------ PAGE EXCERPT

Editorial method

Evidence before narrative

Every archive claim is tied to a source class, a capture record, and a statement of what that source can—and cannot—establish.

Evidence classes

A · Official primary record

Government and legal-office records

Patent publications, prosecution/status records, agency letters, and official announcements. Strongest for dates, filings, legal status, and what an agency stated.

B · First-party primary material

Claims made by the subject

Company pages, instructions, product descriptions, and hosted reports. Strong for documenting representation and provenance; not independent corroboration.

C · Secondary context

Press and later interpretation

Useful for context and leads. Material claims are checked against primary records before inclusion as fact.

D · Unverified lead

Open questions and lore

Recorded only when useful to future research and clearly labeled. It is not presented as established history.

Capture workflow

  1. Identify an authoritative or first-party source.
  2. Capture the record and preserve its original URL, retrieval date, file type, and justification.
  3. Log access failures and interactive barriers instead of silently substituting a weaker source.
  4. Summarize only what the document supports.
  5. Keep claims, interpretation, and unresolved questions visibly separate.

Must-not-change rules

  • A patent is never described as proof of efficacy.
  • A company-hosted report is never described as independent without verified provenance.
  • A warning letter is never inflated into a court judgment or shutdown.
  • Medical and safety claims are never repeated as advice.
  • Absence of evidence is not rewritten as proof of suppression.

Snapshot date

The core research sweep was assembled on February 5, 2026 and reviewed for publication on July 13, 2026. The archive does not claim continuous monitoring after those dates.

------------
------ DATA EXCERPTS

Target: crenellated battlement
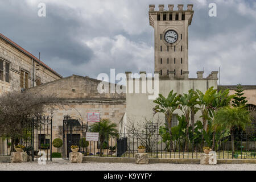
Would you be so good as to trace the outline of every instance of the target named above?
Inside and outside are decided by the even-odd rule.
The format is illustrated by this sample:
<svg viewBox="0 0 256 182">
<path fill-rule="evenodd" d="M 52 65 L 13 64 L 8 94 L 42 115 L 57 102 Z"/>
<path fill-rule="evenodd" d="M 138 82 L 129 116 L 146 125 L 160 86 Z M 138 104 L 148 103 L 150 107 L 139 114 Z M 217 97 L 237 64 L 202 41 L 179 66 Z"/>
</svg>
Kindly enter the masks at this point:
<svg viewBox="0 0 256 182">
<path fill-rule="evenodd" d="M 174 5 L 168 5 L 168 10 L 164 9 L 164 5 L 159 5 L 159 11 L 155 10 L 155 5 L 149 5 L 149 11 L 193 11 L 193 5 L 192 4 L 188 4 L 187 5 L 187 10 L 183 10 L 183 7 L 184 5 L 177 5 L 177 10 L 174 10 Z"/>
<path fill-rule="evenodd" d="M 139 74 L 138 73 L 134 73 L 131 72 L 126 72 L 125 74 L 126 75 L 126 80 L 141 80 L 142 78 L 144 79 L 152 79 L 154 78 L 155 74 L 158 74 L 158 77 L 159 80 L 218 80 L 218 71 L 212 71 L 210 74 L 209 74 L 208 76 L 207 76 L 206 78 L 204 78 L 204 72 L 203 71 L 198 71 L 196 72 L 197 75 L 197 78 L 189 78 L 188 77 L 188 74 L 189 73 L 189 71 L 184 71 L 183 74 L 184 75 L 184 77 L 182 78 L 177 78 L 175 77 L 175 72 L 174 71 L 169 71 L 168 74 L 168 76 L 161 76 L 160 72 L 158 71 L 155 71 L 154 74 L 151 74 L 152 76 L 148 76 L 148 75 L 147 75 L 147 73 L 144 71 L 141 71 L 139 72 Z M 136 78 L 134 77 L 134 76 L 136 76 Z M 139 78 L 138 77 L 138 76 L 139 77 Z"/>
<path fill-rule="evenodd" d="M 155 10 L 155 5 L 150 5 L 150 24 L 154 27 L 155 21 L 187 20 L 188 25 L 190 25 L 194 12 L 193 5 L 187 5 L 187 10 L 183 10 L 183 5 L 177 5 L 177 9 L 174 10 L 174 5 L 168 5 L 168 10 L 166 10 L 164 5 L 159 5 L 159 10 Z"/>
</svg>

------------

### EXERCISE TASKS
(1) From the editorial method page, rewrite the paragraph that begins "The core research sweep" as a short bulleted list that keeps its main facts.
(2) Transcribe the editorial method page from "5. Keep claims, interpretation, and" to "repeated as advice.".

### ANSWERS FOR THE TASKS
(1)
- Core research sweep assembled: February 5, 2026
- Reviewed for publication: July 13, 2026
- No claim of continuous monitoring after those dates

(2)
5. Keep claims, interpretation, and unresolved questions visibly separate.

Must-not-change rules

  • A patent is never described as proof of efficacy.
  • A company-hosted report is never described as independent without verified provenance.
  • A warning letter is never inflated into a court judgment or shutdown.
  • Medical and safety claims are never repeated as advice.